START DATA RECORDS

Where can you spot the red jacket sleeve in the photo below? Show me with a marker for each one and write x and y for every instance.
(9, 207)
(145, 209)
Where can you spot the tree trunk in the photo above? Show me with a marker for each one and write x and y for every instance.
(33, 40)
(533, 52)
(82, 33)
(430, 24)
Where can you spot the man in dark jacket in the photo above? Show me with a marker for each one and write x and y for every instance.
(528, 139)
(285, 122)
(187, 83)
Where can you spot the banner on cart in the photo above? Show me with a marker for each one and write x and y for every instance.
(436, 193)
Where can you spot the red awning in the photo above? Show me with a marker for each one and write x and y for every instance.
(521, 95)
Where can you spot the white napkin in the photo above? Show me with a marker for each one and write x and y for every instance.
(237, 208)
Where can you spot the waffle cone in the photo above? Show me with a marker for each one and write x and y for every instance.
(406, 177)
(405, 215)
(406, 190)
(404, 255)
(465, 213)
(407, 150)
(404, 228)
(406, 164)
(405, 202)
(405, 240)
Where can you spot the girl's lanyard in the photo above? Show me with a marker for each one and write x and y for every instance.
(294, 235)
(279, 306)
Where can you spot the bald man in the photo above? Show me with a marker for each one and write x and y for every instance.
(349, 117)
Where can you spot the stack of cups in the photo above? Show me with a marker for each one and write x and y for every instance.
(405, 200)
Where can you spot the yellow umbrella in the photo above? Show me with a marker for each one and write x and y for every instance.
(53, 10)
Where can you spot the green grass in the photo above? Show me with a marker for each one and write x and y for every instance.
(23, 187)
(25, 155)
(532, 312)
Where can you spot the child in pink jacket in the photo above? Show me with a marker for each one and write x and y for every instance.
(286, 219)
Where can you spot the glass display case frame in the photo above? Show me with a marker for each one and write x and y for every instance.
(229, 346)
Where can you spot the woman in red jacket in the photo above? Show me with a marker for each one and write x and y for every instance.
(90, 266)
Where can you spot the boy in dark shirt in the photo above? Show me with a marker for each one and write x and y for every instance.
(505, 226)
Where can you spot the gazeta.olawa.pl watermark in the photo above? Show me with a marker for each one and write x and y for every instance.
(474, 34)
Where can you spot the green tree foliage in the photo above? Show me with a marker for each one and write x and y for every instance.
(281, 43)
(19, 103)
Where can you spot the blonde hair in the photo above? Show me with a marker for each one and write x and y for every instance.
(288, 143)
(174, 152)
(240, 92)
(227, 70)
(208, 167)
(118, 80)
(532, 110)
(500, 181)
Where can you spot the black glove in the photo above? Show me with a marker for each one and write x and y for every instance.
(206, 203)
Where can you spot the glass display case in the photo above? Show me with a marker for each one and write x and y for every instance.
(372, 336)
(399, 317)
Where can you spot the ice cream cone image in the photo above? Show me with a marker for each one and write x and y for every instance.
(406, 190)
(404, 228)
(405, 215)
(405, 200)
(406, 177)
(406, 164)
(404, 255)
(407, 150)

END DATA RECORDS

▸ **ACTIVITY**:
Exactly and only the lines from the one containing "Where can you spot the ice" through the end of the material are to be reproduced, both ends included.

▸ **SOLUTION TO THIS EXERCISE**:
Where can you spot the ice cream cone image in the photo above? Show me with a marker for each one and write x and y for every instance.
(406, 190)
(404, 228)
(405, 215)
(405, 200)
(406, 177)
(406, 164)
(404, 255)
(407, 150)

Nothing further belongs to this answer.